=== USING THE INFORMATION ===
1/ Answer these questions about the forum thread, one answer per line, labeled (a) and (b).
(a) Where does Radianthealth say to go first to change a profile?
(b) What did foxxymami search for on Google?
2/ In the entries, change "instance" to "object" in the lines running from the first line up to and including the line with "positive clicks: (307, 349) (329, 392)", keeping everything else the same, and give only those lines.

=== EXTRACTED TEXT ===
+-------+

# Don't stone me yall - profile help



## Je Ne Sais Quoi (Aug 4, 2008)

Please don't stone me but where do I get the codes or whatever is needed to spice up my profile page?


----------



## tiffers (Aug 4, 2008)

I wanna know too erplexed


----------



## Hairsofab (Aug 4, 2008)

I want to know also. I changed my profile. But at the end of the profile edit, it says "codes" so obviously there is some kind of additional codes you can add to your profile.


----------



## Radianthealth (Aug 4, 2008)

Go to user CP

Then customize profile. There are options to change the color and add pictures to your profile.  I don't know how high tech you want to get.  But after I saw this thread I started playing around with mine


----------



## foxxymami (Aug 4, 2008)

there's a bunch here:

http://html-color-codes.info/
I just googled "html color codes"

+-------+

=== RECORD EXCERPTS ===

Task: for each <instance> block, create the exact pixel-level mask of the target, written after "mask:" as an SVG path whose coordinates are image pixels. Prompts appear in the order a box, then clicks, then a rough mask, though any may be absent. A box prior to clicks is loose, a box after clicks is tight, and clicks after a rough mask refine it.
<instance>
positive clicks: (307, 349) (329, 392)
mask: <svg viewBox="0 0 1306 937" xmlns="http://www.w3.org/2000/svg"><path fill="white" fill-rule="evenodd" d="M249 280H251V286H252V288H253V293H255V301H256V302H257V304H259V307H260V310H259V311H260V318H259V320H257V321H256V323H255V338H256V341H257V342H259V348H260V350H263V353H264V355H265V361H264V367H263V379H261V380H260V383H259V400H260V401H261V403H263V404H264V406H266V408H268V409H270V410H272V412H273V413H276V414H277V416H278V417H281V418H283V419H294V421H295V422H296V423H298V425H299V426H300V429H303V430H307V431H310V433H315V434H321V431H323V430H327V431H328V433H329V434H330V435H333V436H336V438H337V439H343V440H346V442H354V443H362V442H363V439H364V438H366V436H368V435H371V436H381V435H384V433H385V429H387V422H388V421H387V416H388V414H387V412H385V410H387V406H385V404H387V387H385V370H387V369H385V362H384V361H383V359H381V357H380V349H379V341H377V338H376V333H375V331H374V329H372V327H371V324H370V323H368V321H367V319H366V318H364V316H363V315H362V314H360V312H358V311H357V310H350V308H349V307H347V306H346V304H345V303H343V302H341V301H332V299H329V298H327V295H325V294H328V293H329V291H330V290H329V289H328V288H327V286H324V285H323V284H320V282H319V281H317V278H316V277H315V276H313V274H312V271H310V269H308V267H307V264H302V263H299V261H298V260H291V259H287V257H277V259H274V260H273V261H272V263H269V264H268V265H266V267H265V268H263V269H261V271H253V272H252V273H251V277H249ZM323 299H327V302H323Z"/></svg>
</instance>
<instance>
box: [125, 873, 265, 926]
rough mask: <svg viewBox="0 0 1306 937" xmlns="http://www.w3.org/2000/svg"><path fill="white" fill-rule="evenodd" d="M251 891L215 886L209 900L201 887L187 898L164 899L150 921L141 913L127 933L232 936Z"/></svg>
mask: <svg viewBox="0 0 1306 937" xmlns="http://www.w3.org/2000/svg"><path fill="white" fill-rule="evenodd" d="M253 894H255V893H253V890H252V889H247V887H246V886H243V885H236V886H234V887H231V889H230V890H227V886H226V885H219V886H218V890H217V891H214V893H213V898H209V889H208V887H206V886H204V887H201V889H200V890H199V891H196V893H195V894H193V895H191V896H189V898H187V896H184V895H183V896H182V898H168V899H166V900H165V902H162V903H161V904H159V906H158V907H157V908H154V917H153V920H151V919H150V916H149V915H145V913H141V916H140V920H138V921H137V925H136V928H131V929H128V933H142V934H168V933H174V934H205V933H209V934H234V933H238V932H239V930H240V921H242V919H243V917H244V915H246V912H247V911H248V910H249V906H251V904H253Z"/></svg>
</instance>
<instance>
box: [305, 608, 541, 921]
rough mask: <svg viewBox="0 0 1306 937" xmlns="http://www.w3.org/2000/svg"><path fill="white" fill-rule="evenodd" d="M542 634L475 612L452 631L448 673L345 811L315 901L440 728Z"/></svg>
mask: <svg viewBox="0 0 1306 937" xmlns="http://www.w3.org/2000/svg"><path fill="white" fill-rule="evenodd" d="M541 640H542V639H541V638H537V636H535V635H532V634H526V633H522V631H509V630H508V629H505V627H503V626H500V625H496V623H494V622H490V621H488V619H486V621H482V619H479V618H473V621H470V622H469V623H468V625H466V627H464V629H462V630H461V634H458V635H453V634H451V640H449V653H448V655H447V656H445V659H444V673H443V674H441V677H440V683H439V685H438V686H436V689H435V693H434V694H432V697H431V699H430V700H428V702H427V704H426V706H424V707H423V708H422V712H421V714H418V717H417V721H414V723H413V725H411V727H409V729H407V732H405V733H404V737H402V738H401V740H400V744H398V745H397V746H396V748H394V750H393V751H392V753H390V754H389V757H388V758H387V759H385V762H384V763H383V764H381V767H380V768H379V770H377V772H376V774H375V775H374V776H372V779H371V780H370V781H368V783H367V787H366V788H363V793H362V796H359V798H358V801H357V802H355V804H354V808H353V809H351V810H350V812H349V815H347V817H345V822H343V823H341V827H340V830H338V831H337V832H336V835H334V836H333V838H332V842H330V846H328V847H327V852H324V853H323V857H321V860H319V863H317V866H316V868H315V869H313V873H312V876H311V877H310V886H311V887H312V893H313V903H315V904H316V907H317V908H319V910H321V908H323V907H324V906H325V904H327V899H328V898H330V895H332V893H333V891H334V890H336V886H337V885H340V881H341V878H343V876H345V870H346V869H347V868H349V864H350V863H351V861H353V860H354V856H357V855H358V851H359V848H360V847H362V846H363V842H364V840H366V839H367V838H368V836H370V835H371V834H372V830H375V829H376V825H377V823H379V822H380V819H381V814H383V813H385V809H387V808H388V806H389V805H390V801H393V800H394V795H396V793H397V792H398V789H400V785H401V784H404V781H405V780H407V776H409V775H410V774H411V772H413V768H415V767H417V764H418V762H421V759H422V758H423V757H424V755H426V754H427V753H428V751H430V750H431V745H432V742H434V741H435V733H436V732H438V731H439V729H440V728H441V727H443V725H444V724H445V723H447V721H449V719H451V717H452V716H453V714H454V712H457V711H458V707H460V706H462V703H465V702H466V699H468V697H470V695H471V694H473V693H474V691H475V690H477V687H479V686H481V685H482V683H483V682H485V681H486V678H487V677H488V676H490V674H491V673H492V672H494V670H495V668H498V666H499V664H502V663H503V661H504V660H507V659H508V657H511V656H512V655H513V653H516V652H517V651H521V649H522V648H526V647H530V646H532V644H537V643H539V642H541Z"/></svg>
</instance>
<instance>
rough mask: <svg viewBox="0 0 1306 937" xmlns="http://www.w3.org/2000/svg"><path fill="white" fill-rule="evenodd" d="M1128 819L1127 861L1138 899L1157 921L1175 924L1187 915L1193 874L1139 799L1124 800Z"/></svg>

+-------+

=== ANSWER LIST ===
1/
(a) User CP
(b) "html color codes"

2/
Task: for each <object> block, create the exact pixel-level mask of the target, written after "mask:" as an SVG path whose coordinates are image pixels. Prompts appear in the order a box, then clicks, then a rough mask, though any may be absent. A box prior to clicks is loose, a box after clicks is tight, and clicks after a rough mask refine it.
<object>
positive clicks: (307, 349) (329, 392)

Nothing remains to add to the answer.